Reproduce the entire listing below line for line, without changing any character.

**EXCERPTED DATA**
━━━━━━━━━━━━━━━━━━━━━━━━━━━━━━
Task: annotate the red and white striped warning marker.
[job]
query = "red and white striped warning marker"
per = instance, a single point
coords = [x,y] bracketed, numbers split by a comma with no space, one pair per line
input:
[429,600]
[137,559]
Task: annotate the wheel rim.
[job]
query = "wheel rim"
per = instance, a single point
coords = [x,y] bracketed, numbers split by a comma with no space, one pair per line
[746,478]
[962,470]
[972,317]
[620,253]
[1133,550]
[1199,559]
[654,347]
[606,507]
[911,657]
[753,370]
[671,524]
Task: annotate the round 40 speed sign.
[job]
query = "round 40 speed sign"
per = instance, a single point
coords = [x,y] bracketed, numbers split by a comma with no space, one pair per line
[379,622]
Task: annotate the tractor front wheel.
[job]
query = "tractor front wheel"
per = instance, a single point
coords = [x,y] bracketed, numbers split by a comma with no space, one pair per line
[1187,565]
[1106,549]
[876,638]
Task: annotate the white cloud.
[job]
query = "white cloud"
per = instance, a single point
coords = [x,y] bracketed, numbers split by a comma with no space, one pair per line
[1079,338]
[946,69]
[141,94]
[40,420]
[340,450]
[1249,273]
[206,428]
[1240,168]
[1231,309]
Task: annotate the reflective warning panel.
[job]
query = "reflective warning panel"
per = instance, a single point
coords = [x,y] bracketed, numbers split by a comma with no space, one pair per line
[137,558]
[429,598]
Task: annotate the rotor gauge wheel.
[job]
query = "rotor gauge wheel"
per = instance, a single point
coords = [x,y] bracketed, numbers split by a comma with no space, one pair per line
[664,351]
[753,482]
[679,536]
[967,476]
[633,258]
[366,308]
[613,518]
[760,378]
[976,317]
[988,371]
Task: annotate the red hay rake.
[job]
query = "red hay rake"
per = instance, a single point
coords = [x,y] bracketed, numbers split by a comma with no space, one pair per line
━━━━━━━━━━━━━━━━━━━━━━━━━━━━━━
**EXPECTED ANSWER**
Task: annotate the red and white striped warning marker.
[job]
query = "red and white striped warning marker"
per = instance, a single point
coords = [x,y] bracketed, numbers split by a comma with no space, one pair per line
input:
[429,600]
[137,559]
Task: annotate the wheel rim.
[job]
query = "wheel rim"
per = instance, a single point
coords = [x,y] bracketed, numbers split by a comma with no space, one pair per line
[746,478]
[962,470]
[972,317]
[620,253]
[1133,550]
[1199,559]
[654,347]
[606,507]
[911,657]
[753,370]
[671,524]
Task: annotate the round 40 speed sign.
[job]
query = "round 40 speed sign"
per = instance, a single point
coords = [x,y] bracketed, numbers split by a comma with no space, one pair per line
[379,622]
Task: annotate the tractor front wheel.
[job]
query = "tractor front wheel"
per = instance, a single point
coords = [x,y] bracketed, numbers split by a comma with no space, one pair per line
[1187,565]
[1106,549]
[876,638]
Task: annotate the white cloud.
[job]
query = "white cloud"
per = instance, a single point
coords = [x,y] bracketed, numbers split by a comma with no space, one pair per line
[1079,338]
[946,69]
[141,94]
[40,420]
[340,450]
[1249,273]
[206,428]
[1240,168]
[1231,309]
Task: annotate the reflective warning panel.
[job]
query = "reflective warning panel"
per = instance, a single point
coords = [x,y] bracketed, numbers split by a comma with no space, one pair per line
[137,558]
[429,598]
Task: annotate the rotor gauge wheel.
[job]
query = "rotor gauge wheel"
per = instance, a single point
coords = [x,y] bracketed, numbers split by a comma with no space, one pair per line
[664,351]
[753,482]
[679,536]
[967,476]
[633,258]
[366,308]
[613,518]
[760,378]
[976,317]
[988,371]
Task: annotate the red hay rake.
[job]
query = "red hay rake"
per = instance, a single point
coords = [x,y] bracketed, numbers split by a comma with no space, one pair per line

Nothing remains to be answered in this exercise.